**WHAT YOU WILL DO**. Render every line of the records below as a JSON list of strings, one string per line, with blank lines omitted. Leave the pictures out of the list.

Records of labeled boxes
-- Begin --

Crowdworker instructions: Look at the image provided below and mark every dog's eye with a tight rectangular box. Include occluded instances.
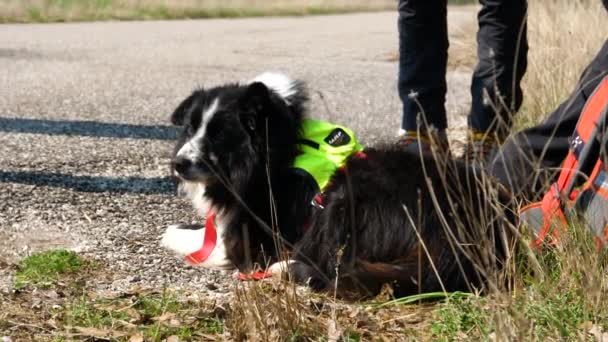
[186,125,196,136]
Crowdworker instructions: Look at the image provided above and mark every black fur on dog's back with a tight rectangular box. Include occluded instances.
[166,73,316,272]
[290,147,513,296]
[171,75,512,296]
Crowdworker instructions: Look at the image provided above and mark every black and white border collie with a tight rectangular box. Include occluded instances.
[162,73,513,296]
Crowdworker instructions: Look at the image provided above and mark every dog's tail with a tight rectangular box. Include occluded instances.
[250,72,309,115]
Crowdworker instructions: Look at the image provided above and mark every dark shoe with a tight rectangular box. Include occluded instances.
[397,130,450,156]
[462,129,503,164]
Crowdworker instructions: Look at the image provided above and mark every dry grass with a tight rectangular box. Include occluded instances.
[0,0,396,22]
[516,0,608,128]
[0,0,608,341]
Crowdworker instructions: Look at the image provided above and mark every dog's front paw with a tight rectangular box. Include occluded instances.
[160,224,234,270]
[160,224,205,257]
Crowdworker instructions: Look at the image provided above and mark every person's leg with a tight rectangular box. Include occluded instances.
[490,40,608,200]
[469,0,528,136]
[398,0,448,131]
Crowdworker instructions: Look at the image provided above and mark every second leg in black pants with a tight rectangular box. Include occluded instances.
[398,0,448,131]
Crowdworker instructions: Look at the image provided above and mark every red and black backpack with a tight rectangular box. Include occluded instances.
[520,76,608,250]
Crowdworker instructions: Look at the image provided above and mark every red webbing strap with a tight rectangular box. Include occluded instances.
[557,76,608,199]
[185,211,217,265]
[576,76,608,143]
[532,183,568,247]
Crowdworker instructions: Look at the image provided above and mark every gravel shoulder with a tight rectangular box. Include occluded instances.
[0,7,475,296]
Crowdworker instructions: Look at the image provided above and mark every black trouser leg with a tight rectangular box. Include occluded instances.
[398,0,448,130]
[469,0,528,134]
[490,40,608,200]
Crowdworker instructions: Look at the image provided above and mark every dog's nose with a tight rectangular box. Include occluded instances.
[173,157,192,175]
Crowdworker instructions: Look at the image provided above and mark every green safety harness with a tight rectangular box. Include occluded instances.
[185,119,365,280]
[293,119,363,192]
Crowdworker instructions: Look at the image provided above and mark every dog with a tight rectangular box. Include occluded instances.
[162,73,514,296]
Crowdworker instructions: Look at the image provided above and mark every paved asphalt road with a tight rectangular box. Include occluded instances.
[0,8,475,292]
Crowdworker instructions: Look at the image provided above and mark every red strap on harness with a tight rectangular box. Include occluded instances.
[234,271,272,281]
[532,183,568,247]
[185,211,217,265]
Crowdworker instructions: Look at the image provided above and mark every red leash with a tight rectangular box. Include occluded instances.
[185,211,217,265]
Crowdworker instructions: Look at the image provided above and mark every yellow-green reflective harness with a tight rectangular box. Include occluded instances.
[293,119,363,191]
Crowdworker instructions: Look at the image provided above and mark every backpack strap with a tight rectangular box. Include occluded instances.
[520,76,608,247]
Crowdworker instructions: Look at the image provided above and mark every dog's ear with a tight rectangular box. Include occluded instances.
[243,82,270,114]
[241,82,270,132]
[171,89,204,126]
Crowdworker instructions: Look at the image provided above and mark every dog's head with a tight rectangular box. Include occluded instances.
[171,74,306,204]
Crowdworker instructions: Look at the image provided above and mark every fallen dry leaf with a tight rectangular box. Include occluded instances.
[74,327,127,338]
[129,332,144,342]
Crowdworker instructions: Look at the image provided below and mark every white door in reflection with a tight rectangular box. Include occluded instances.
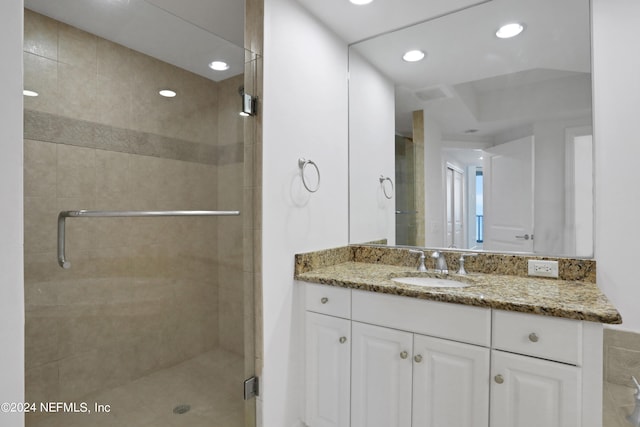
[445,164,468,248]
[483,136,534,252]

-- End --

**COMPLETED TASK**.
[
  "Crowdworker instructions: Look at the image provided below and mark every dog's eye with a tight rectangular box. Include occluded instances.",
  "[186,125,196,136]",
  "Crowdworker instructions: Look at the image provided above and mark every black fur on dog's back with a tight rectangular box. Include occluded instances.",
  "[166,73,316,272]",
  "[290,147,513,296]",
  "[171,75,512,296]",
  "Crowdworker instructions: Look at the image provided above and mark every black and white border collie with a tight rectangular box. Include occluded instances.",
  "[162,73,513,296]",
  "Crowdworker instructions: Look at the image provided above and mark every dog's tail with a tight rectangular box. Include occluded instances.",
  "[250,72,309,115]",
  "Crowdworker instructions: Look at the image provided above and mark every dark shoe with a tight rectangular box. Include occluded instances.",
  "[397,130,450,156]",
  "[462,129,503,164]",
  "Crowdworker instructions: Look at the image provided above and mark every dry grass with a tight rectangular box. Include occluded instances.",
  "[0,0,396,22]",
  "[516,0,608,128]",
  "[0,0,608,341]",
  "Crowdworker instructions: Look at the image provided above and mark every dog's front paw with a tight rectangular box. Include occluded instances.",
  "[160,224,234,270]",
  "[160,224,205,257]",
  "Crowdworker instructions: Look at the image provided above and mark every person's leg with a tight rectangular box. Include occluded instances.",
  "[490,40,608,200]",
  "[469,0,528,136]",
  "[398,0,448,131]",
  "Crowdworker instructions: Look at the image provided above and mark every second leg in black pants with a tight rectangular box. Include occluded instances.",
  "[398,0,448,131]",
  "Crowdworker instructions: Look at the image provided above and mark every red and black backpack with a tight rectangular box. Include occluded instances.",
  "[520,76,608,250]",
  "Crowdworker instructions: Look at the image provided above and mark every red webbing strap with a tight rectangular box. Include occluded instances.",
  "[557,76,608,199]",
  "[185,211,217,265]",
  "[576,76,608,143]",
  "[532,183,568,247]",
  "Crowdworker instructions: Look at the image provided above and mark every gravel shoulder with a tight rectangular box. Include occluded instances.",
  "[0,7,475,296]",
  "Crowdworker instructions: Look at the image provided above and mark every black trouser leg with a tight rectangular box. Include occluded instances.",
  "[398,0,448,130]",
  "[469,0,528,134]",
  "[490,40,608,200]",
  "Crowdworker instructions: Look at the image provided above and mark every dog's nose with a tight rectangular box. Include occluded instances.",
  "[173,157,192,175]",
  "Crowdworker instructions: Look at the image provided above and mark every green safety harness with a tight rectangular box. Include occluded instances.",
  "[185,119,365,280]",
  "[293,119,363,192]",
  "Crowdworker instructions: Look at the image provided above and mark every dog with a tight rectangular box. Include occluded instances.",
  "[162,73,514,296]",
  "Crowdworker instructions: Look at the image provided above and mark every paved asphalt road with a tight rectangular box. Include occluded instances.",
  "[0,8,475,292]",
  "Crowdworker instructions: Look at the image provided above and mark every red strap on harness with a tight rectangular box. Include occluded instances.",
  "[234,271,272,281]",
  "[532,183,568,247]",
  "[185,211,217,265]",
  "Crowdworker instructions: Look at the image provided above and mark every red leash with a tight rectangular box. Include occluded instances.",
  "[185,211,217,265]",
  "Crowdworker instructions: Look at the image provided above and mark every yellow-green reflective harness with a tight rectangular box. Include occluded instances.",
  "[293,119,363,191]",
  "Crowdworker instructions: Look at the image provided above and mark every backpack strap with a tight rectangular box. Include occluded instances.",
  "[520,76,608,247]",
  "Crowdworker instructions: Look at the image provided above and mark every dog's ear with a tight rectangular box. Include occluded instances.",
  "[243,82,270,114]",
  "[241,82,270,132]",
  "[171,89,204,126]",
  "Crowdworker instructions: Look at the image provided above and mark every dog's head with a tight rectangular box. Include occluded instances.",
  "[171,74,306,204]",
  "Crowdworker instructions: Look at the image provided above and mark every fallen dry leaf with a tight rectangular box. Include occluded instances.",
  "[74,327,127,338]",
  "[129,332,144,342]",
  "Crowdworker instructions: Look at the image provided below and mark every white door in reflection with a tight rectangular box. Include occluded instances.",
  "[445,164,468,248]",
  "[483,136,534,252]"
]